** What the task requires **
Read the listing below and copy out each line where the word "chair" occurs.
Data for this task section start
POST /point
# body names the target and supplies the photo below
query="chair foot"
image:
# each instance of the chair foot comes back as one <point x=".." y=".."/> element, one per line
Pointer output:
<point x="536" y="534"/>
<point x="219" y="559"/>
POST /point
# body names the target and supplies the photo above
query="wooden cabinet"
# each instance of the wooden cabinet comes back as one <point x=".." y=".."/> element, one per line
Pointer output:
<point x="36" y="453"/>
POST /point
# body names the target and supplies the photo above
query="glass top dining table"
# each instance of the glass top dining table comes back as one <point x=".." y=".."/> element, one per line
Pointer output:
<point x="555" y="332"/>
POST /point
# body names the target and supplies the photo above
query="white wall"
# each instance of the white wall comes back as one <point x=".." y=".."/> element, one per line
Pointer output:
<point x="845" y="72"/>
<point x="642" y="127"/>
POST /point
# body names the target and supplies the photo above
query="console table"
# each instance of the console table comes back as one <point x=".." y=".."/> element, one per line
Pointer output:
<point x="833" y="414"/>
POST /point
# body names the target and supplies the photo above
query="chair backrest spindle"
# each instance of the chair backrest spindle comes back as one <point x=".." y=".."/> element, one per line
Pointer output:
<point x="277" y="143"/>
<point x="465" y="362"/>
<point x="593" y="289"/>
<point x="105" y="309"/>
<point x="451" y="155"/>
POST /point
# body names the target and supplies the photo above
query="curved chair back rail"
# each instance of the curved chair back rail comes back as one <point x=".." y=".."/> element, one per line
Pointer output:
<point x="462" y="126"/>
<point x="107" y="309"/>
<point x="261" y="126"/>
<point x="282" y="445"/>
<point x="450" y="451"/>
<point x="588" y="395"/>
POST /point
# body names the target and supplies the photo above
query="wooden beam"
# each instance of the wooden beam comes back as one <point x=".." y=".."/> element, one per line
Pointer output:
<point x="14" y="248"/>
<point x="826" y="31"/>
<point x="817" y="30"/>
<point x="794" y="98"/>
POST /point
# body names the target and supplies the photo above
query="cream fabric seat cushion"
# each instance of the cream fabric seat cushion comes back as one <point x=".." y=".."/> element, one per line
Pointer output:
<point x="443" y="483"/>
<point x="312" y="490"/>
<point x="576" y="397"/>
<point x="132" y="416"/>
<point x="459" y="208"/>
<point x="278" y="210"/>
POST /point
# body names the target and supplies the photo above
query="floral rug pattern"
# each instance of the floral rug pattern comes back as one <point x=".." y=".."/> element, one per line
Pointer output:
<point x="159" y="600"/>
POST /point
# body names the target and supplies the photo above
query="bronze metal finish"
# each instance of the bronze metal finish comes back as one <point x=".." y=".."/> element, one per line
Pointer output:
Data for this task section end
** Task answer **
query="chair foot"
# each instance of the chair foot comes back as one <point x=".." y=".."/> element, one per line
query="chair backrest spindle"
# each instance of the chair backrest spindle comes back as one <point x=".." y=".."/> element, one per line
query="curved chair back rail"
# each instance of the curved chair back rail comes back as one <point x=".." y=".."/> element, one per line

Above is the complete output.